Example: I was walking to my Tux appointment with my son (I am the 'aware' one in this story BTW) and as we get out of the car, I hear shouting voices: one male and one female.  I look around and see a couple arguing near their car about four spaces to the left of my car.  My son, oblivious starts walking in a path that will take him within a few feet of them.

I tell him to stop and point out, discreetly the arguing people.  I tell him to give them some distance (which in haptics/body language is 'privacy' along with not staring) and we continue into the store on a different route.  Through the whole thing I didn't feel threatened, just in tune.  I was keeping tabs on the situation to make sure it didn't get abusive, but it didn't give me fits either.

I equote the awareness aspect of SD training as getting back to that basic, animal experience level of sensory life.  We can't gain the level of sensory intensity of wolves, deer, or other animals but we can attune ourselves to that level of experience.  It does improve the quality of daily life too because it makes any sensory experience more keen - sort of a natural high without the fear.


----------



## Samurai (Apr 30, 2004)

Good points made here by all.  
I would like to throw out a few random thoughts....
1.) We learn to DISCOUNT our natural feelings and senses to the point of not hearing them any more.

2.) A person is MOST vunerable in their comfort zone OR in a routine.  We need to teach people to WAKE UP at these points in their life.

3.) Awareness Training is boring to most people so it is glossed over at seminars and in martial arts classes.  I think this is the most important thing you can learn.

4.) Kids need to be taught to listein to their inner voice.  If something does not feel right...run or flee.  It does not matter how you look.

Sorry for the rumbling but I am pressed for time.
Jeremy Bays


----------



## Kembudo-Kai Kempoka (Apr 30, 2004)

Generally, agreed. The masses are asses, and unfortunately, we have no real predators left to cull the herd of the really dense ones, so they just go on breeding, and polluting the gene pool with more stupid people.  In nature, the predator strengthens the pack by giving it a common purpose. In humanity, the predators are ourselves, but we simply aren't good enough at self-predatory behavior to truly decrease the ecological liabilities posed by the obviously dense.

The only hope appears to be in the natural history of unchecked population explosions. Left to their own devices, they consume resources until resources are spent, then enter into a demise stage towards extinction.  Question is, when we reach that state, will there be any thinkers left to help rebuild sensibly, or will only the cognitively challenged remain to represent the race of man on earth?

Cynically despising the state of the species,

Dr. Dave


----------



## KenpoTex (May 1, 2004)

Good points y'all,



			
				Samurai said:
			
		

> I spent the day "thinking" like a criminal and was amazed at just how unaware and exposed most people are. I think if I acted on my thoughts I could have gotten away with large amounts of cash and not even gotten close to being caught.

**Work instructions**
1. Summarize the forum thread on self-defense awareness in three sentences.
2. Answer these questions using the forum thread on self-defense awareness, one line each.
(a) How many spaces to the left of the poster's car was the arguing couple?
(b) According to Samurai, in what two situations is a person most vulnerable?
(c) What does Samurai say kids should do if something does not feel right?

**Dataset content**

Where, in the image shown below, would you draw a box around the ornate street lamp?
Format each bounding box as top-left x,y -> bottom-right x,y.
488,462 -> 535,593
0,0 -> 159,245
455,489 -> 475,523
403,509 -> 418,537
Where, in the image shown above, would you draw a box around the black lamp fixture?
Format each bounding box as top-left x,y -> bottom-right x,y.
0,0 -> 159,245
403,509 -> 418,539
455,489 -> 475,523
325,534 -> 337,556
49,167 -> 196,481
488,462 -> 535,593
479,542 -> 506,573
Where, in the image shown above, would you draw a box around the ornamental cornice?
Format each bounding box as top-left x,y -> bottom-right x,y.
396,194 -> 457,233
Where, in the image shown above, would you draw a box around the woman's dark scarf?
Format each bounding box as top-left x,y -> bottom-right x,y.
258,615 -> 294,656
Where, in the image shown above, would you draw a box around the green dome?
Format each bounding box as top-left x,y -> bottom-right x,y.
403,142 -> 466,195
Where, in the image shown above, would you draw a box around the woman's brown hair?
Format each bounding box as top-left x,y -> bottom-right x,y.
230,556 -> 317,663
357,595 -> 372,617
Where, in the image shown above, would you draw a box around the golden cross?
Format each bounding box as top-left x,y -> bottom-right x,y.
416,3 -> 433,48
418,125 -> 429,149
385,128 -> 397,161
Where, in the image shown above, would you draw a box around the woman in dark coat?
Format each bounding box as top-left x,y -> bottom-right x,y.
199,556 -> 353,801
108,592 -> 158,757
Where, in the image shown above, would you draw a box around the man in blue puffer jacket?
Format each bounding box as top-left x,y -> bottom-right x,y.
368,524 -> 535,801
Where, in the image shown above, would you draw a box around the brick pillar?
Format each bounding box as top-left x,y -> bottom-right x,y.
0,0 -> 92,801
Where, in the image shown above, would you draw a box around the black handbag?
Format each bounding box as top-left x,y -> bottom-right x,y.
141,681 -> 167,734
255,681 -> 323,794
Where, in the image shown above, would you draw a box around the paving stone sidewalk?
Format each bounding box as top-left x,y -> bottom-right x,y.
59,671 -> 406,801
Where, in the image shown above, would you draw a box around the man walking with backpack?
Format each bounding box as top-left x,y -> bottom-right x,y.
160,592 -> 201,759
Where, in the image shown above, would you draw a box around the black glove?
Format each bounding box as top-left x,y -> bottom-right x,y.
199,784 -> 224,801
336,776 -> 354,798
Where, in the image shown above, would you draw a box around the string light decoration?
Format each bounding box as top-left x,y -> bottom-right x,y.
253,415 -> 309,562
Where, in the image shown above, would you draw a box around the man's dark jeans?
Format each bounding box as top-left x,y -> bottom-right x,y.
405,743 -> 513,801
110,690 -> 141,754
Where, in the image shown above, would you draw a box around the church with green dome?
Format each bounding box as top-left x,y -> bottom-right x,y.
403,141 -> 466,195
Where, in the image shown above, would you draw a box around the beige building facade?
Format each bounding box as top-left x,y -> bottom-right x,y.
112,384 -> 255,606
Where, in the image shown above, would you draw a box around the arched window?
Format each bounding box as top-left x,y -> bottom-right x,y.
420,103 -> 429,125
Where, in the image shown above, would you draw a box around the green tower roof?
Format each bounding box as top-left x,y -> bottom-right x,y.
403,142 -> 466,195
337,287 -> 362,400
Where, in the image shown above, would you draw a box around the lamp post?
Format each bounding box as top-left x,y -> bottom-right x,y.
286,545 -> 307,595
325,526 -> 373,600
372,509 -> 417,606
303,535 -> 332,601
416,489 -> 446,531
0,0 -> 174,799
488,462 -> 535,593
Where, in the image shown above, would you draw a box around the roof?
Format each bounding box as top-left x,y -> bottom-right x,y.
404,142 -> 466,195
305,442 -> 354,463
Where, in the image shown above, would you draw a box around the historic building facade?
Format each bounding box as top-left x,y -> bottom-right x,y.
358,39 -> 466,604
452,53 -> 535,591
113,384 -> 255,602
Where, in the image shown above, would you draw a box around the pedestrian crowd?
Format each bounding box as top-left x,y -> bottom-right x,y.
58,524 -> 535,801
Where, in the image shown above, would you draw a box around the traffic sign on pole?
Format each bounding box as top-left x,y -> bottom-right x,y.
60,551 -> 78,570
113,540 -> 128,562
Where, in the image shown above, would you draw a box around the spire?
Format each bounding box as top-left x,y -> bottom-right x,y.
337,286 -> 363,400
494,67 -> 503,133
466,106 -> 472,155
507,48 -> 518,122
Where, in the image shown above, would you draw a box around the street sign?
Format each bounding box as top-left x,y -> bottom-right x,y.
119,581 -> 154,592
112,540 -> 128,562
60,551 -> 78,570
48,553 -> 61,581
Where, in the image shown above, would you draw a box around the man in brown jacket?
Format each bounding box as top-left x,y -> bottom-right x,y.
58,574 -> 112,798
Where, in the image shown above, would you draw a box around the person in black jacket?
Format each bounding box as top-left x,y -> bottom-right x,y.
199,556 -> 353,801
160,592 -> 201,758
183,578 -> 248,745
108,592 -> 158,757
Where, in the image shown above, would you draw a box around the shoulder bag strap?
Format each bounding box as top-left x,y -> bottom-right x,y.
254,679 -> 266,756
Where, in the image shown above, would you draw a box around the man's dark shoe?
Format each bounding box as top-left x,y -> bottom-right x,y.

**Answers below**
1. One poster describes stopping a son from walking close to an arguing couple in a parking lot and taking a different route, staying alert but not feeling threatened. The same poster likens the awareness side of self-defense training to returning to a basic, animal level of sensory life, which also makes daily experience keener. Samurai says people learn to discount their natural senses, are most vulnerable in a comfort zone or routine, and often skip awareness training as boring even though it is the most important thing to learn, while Kembudo-Kai Kempoka gives a cynical reply that humans lack predators to cull the dense.

2.
(a) About four spaces.
(b) In their comfort zone or in a routine.
(c) Run or flee.